Exercise details: Search the data for the word "front". Reproduce every line where it is found.

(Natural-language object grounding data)
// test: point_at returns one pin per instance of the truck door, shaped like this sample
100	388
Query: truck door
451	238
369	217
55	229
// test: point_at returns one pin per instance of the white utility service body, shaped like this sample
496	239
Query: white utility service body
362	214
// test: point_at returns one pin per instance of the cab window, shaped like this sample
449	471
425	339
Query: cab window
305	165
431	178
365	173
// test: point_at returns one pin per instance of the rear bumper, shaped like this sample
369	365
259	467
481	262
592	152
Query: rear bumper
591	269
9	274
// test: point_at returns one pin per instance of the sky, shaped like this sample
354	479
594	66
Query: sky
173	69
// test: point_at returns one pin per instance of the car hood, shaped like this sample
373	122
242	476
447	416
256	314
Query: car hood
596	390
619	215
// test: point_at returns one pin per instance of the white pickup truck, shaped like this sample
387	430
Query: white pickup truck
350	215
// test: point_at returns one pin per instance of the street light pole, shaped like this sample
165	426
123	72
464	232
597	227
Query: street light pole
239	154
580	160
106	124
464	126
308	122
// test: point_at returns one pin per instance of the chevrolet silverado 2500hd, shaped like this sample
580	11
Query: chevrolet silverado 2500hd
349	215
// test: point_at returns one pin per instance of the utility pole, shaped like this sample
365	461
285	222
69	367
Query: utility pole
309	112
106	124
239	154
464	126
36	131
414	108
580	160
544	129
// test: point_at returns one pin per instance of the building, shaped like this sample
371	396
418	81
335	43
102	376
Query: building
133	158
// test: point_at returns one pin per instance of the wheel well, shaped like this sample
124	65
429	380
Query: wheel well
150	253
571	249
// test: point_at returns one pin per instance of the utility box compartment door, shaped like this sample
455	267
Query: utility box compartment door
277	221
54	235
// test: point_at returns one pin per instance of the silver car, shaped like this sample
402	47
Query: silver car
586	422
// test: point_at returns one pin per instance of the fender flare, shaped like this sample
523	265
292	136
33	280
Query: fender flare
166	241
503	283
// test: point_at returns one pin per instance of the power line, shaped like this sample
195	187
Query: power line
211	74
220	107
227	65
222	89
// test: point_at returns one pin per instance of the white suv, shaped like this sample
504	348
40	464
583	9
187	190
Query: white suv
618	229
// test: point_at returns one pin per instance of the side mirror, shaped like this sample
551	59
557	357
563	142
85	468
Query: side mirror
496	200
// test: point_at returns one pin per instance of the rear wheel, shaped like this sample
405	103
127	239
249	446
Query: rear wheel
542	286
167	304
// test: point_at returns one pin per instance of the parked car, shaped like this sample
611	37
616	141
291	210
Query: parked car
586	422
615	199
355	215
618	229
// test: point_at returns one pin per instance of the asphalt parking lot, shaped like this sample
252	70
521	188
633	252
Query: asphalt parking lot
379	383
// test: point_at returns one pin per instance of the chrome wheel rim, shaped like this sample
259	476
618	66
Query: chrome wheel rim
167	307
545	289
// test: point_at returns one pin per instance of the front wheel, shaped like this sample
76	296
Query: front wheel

Solution for this task:
// test: point_at returns one pin per instance of the front wheel, shaped like this sample
Query: front wheel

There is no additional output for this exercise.